- _Given task_
In the data below, copy everything from the line containing "Where can you find the asphalt" down to the line containing "Target: asphalt ground", both included, without changing a character.

Pointing entries for named objects
::::::::::

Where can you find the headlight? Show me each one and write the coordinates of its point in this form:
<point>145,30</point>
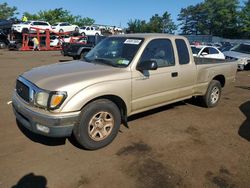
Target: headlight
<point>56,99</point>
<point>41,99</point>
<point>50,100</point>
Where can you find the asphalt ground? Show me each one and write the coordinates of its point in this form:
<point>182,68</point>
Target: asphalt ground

::::::::::

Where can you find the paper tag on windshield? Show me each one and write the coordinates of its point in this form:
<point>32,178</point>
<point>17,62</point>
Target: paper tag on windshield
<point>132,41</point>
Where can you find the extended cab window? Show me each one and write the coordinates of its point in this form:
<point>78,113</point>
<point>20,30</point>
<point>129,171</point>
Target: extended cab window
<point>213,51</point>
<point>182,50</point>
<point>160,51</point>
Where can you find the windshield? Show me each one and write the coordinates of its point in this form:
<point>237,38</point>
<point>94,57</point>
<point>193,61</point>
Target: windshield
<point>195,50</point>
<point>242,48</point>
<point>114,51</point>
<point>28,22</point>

::::::::::

- _Result of this task_
Where can you find the asphalt ground? Show me each one and write the coordinates of its point in this form:
<point>182,68</point>
Target: asphalt ground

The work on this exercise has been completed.